▶ _Goal_:
Which lines in the material below contain the string "woman"? List each of those lines in full.

▶ _Supplied data_:
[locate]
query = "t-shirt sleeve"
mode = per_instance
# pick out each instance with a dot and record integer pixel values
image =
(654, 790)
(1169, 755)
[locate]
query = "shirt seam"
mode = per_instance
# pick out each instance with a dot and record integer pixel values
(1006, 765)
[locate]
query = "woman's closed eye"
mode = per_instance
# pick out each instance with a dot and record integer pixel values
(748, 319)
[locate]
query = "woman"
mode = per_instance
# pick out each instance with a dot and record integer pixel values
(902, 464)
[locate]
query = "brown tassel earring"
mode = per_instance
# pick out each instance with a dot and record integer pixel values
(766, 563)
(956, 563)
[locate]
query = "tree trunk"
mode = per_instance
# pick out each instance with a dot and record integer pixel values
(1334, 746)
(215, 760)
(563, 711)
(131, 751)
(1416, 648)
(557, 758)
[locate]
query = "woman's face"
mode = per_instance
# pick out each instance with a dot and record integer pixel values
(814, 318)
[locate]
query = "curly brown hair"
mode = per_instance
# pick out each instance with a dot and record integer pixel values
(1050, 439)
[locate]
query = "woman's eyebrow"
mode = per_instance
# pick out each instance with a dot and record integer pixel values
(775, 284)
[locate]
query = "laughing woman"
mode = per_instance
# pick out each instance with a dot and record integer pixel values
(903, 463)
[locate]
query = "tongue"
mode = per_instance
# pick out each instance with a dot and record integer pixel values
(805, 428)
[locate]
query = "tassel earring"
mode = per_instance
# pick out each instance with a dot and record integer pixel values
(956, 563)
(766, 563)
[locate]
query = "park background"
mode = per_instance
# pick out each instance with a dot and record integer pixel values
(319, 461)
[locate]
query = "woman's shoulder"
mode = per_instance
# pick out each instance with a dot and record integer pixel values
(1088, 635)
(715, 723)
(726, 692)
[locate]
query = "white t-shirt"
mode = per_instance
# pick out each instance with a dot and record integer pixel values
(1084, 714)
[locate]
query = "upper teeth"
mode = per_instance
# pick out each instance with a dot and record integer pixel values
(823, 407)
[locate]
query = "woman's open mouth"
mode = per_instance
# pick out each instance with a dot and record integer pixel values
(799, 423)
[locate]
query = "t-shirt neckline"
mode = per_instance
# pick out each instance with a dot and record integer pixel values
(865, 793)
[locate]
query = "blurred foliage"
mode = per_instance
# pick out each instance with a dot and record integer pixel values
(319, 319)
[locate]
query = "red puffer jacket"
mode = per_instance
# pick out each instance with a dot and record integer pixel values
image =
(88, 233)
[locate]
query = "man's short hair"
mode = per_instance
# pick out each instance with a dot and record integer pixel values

▶ _Reply_:
query = "woman's closed eye"
query = "woman"
query = "woman's face"
query = "woman's eyebrow"
query = "laughing woman"
query = "woman's shoulder"
query = "woman's open mouth"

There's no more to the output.